Even after so many times I’ve not just tried to invite her to get to know me (and times she’s turned those invites down) but also especially and surprisingly after her and I being around each other for years. (For at LEAST once a week every week) I really feel that it all is due to her ultimately holding the past against me since she was unfortunately around when my husband and I went through some of our toughest years of our relationship. So they saw the good the bad and the immensely ugly. But we came through it and are even stronger due to those times are also where we are today because of it. My SIL and BIL also were able to see us (DH & I) grow from there/when we were able to make up despite our differences and mistakes and also see us at some of our best times.
There was just an obvious flip with her that completely switched, since when we first met and before my DH and I’s relationship became essentially on the rocks; her and I were just fine. But after the toughest times with my husband and I.. There was a clear change. Stopped sending messages to me, no more girls night in invites, night chats, getting our nails done together. Nothing.
Regardless I feel she is just seeing what she wants to see no matter what. And it doesn’t matter nor ever mattered/will ever matter what I do or say. She’s always going to think, do/believe whatever she wants. Whether it’s the whole truth or not..this is how she’s being. Not just a feeling because again with our last convo there were sooo many things she accused me of/judged me for that I have NEVER done. So I feel she needs to get off her high horse and just stop being this way-actually choose to even just at least try to get to know me.

WHAT THIS TASK INVOLVES - Pick up the account of the strained sister-in-law relationship after its last sentence and continue it.

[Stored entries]
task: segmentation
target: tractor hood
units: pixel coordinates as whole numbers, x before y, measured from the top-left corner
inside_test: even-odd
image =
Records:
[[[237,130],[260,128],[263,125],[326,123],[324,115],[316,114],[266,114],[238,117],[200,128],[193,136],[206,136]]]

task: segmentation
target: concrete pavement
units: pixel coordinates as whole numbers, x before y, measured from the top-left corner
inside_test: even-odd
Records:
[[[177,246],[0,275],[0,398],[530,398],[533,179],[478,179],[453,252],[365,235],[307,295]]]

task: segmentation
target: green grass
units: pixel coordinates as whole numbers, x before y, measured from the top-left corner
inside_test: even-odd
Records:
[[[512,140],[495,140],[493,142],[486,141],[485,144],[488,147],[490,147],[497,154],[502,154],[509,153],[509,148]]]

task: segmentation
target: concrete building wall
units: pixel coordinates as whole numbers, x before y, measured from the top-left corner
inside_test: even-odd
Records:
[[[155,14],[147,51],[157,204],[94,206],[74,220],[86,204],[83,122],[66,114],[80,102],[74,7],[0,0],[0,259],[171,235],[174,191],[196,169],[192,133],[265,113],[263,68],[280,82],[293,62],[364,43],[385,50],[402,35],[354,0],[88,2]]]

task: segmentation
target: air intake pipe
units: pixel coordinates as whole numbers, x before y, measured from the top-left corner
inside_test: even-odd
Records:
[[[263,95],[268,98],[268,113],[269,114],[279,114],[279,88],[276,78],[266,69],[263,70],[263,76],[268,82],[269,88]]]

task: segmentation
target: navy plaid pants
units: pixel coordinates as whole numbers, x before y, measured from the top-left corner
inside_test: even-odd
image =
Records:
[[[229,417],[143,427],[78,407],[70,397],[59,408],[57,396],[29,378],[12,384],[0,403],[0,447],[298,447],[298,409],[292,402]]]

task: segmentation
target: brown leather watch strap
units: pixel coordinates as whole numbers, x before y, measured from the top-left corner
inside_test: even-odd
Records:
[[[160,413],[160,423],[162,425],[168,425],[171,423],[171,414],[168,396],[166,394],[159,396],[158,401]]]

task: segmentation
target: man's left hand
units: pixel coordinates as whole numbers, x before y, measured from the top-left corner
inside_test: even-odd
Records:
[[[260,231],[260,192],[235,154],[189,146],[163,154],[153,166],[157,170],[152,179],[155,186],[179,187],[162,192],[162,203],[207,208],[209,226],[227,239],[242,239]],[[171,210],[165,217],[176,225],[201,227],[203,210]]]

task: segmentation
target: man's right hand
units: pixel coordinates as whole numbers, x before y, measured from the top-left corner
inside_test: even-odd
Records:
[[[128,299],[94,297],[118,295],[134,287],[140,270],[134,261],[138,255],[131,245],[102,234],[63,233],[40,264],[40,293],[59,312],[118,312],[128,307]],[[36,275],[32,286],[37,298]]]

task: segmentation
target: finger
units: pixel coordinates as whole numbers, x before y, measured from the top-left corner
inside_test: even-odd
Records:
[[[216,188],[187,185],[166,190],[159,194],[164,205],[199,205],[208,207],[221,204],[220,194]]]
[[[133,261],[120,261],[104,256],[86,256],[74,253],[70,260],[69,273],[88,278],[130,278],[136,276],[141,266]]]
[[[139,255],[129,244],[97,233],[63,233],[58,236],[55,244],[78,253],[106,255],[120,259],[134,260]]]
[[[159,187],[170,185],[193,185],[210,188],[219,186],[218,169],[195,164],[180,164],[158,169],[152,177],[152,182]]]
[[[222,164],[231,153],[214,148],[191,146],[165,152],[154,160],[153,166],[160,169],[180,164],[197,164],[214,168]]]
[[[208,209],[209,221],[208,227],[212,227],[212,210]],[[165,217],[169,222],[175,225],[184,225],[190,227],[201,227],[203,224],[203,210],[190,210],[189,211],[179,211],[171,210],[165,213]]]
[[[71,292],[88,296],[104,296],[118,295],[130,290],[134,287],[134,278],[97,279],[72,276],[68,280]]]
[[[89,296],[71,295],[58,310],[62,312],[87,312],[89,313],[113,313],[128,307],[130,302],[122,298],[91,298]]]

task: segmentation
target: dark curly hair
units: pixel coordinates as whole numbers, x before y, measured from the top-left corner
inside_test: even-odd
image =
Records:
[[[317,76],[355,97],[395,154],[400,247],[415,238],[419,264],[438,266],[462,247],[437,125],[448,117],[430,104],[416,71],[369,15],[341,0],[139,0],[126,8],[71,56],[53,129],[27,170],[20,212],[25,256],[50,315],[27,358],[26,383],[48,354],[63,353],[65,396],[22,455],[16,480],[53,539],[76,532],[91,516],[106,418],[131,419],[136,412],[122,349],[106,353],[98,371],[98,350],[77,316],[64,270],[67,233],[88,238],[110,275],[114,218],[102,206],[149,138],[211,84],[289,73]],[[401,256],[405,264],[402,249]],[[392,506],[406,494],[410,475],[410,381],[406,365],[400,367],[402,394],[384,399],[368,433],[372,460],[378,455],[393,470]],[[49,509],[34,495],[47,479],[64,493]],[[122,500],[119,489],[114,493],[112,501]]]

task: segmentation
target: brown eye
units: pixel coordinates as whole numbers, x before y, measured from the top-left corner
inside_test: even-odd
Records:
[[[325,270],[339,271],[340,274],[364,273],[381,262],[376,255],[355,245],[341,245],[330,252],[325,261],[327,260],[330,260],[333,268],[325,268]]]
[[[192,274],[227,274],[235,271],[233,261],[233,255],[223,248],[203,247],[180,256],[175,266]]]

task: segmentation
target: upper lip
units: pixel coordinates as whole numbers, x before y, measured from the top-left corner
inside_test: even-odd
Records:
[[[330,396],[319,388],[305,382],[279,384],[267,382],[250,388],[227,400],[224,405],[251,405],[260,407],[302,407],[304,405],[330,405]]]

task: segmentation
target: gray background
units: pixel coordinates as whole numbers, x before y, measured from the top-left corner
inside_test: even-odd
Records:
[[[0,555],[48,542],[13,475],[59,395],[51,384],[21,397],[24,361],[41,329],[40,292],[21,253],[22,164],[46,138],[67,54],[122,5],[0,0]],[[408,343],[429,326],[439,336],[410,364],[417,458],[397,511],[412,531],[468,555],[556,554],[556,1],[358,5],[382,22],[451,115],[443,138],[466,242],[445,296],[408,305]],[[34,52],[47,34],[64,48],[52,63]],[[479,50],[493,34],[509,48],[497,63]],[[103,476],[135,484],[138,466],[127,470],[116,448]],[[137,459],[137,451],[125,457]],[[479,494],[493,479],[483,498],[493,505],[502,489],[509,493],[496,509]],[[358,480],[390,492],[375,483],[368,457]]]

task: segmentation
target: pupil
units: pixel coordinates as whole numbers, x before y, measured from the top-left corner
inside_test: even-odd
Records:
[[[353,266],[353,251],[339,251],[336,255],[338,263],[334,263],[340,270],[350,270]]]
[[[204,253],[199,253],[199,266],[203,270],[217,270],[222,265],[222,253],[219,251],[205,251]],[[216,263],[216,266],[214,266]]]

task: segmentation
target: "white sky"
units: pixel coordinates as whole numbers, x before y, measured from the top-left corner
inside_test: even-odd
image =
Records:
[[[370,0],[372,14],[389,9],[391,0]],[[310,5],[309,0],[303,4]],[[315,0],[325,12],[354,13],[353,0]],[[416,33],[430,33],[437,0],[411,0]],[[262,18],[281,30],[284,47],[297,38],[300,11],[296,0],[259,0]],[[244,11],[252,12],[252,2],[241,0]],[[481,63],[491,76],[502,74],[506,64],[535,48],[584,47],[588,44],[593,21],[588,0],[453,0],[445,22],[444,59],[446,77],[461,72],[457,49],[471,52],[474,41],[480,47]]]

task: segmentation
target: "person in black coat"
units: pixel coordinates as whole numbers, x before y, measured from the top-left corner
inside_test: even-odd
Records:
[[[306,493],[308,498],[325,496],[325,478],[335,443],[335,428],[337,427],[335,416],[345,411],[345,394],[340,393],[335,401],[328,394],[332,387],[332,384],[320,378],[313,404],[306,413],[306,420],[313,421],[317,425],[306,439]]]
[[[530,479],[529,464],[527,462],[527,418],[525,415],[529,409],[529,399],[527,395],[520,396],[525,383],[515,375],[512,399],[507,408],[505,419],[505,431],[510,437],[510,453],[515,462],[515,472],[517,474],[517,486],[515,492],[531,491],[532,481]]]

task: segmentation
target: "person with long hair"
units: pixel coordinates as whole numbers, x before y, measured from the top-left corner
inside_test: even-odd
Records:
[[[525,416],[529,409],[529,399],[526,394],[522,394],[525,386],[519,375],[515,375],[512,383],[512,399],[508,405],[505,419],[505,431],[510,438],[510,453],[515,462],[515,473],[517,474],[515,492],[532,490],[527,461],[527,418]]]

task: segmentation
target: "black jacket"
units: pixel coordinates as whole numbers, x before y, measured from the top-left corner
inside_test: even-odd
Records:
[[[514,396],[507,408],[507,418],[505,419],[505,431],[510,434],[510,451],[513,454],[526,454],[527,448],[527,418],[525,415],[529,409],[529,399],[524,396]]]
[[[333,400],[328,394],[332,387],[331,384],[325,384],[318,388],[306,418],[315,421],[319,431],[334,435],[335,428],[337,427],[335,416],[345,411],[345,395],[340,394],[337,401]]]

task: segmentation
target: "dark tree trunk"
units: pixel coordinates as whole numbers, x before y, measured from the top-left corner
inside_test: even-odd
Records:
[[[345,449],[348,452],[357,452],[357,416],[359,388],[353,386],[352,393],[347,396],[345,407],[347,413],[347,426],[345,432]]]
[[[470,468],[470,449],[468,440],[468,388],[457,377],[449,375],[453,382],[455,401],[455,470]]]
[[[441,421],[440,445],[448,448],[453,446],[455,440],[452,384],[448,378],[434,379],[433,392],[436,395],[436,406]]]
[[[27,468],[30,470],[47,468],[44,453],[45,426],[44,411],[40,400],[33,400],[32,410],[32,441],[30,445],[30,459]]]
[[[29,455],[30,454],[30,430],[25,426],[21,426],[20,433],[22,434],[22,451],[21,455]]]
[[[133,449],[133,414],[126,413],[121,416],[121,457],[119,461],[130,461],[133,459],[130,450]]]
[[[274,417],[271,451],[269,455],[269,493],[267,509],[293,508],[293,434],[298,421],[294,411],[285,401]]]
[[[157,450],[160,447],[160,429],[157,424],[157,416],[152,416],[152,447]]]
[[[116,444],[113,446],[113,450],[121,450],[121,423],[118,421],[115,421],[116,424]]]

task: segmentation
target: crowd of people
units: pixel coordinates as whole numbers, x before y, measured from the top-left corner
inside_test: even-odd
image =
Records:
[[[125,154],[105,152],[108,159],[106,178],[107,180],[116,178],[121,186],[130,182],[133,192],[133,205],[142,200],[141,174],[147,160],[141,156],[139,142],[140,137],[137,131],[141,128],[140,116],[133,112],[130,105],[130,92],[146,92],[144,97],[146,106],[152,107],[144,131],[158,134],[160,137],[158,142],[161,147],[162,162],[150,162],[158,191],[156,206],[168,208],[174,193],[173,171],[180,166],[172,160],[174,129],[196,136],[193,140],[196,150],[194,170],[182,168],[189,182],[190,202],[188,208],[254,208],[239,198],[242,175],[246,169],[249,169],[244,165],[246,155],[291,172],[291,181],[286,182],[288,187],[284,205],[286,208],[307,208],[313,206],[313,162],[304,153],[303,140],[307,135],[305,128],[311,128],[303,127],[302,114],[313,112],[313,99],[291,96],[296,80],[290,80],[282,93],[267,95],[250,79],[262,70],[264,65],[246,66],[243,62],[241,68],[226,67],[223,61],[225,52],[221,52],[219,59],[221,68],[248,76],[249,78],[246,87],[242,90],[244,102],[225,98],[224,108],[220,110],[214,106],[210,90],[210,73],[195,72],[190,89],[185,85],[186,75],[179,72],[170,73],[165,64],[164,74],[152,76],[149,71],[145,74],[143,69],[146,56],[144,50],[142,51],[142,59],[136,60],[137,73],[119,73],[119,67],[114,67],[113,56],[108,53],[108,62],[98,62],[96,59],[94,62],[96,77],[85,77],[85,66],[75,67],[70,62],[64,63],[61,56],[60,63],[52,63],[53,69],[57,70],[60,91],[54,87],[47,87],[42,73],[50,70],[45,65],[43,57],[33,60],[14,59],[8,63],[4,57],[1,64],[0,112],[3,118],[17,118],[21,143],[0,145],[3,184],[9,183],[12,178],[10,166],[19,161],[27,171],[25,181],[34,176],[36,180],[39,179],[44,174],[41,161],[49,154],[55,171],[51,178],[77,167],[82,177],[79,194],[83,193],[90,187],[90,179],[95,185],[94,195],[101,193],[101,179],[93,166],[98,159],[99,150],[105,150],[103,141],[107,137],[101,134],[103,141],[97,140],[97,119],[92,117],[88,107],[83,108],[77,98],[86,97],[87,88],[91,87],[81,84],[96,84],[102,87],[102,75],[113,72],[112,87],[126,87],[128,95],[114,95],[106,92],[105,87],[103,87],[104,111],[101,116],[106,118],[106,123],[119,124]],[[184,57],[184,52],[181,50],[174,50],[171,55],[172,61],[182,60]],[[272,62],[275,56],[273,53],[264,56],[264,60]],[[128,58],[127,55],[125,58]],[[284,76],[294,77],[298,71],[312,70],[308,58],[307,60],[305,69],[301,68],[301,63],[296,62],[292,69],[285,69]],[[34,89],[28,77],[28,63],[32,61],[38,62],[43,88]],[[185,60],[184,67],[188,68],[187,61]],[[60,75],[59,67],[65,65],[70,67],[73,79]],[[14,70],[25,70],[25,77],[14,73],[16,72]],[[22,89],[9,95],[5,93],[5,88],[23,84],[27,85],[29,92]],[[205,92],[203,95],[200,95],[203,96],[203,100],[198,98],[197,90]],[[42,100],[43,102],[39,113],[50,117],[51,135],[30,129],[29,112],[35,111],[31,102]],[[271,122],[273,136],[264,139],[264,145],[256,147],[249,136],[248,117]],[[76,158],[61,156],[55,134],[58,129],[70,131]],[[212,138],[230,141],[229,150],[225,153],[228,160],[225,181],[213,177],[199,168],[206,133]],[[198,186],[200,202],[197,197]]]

ANSWER SPACE -
In saying this/venting about this tough situation and her behavior I know I’m not perfect. Never will be. And I’ve made mistakes just like everyone else. And for these mistakes I have apologized for, worked on, became better/always do my best every day to be a better version of myself & grown from the mistakes I’ve made. On that note as well though—I don’t see how I ever owe her any apologiesEspecially not for anything I have apologized for/for things she was upset at me for. If anyone should ever be upset with my behavior (especially past behavior) & expect an apology along with improved behavior-it should be my husband!-Or at least that’s how I feel. I don’t want her and I to be best friends or anything. Nor even do I expect that.
I just wanted an actual family and someone I thought would, could, should be a part of my family and we should treat each other as such as well with a certain level of respect maybe even after years of growth we could’ve potentially grown to have like a sister relationship. Or just definitely I at least wanted something even a little better than how our relationship was.
Again I know that we all have flaws and can have toxic tendencies as well as even narcissistic tendencies and that there are just sometimes some people that you just seriously and simply can’t mesh well with. It happens. And if/when it does: that’s okay
It’s life.
You’re not meant to be everyone’s cup of tea.
I just feel that there should just even be a slightly better relationship between her and I.
I also honestly don’t appreciate her lies and down right hurtful/terrible opinions of me. I know that’s all they ultimately are just opinions and I feel that’s simply just a show of her own true self and character as well as maturity. But I feel that when it again makes it into a toxic environment for me (or any other said person that deals with/has dealt with situations like this. Especially from a family member)That it then becomes not okay. And there should be improvements made.
Some help with this: opinions, advice, even prayers would be greatly appreciated. I’m really having a tough time with this.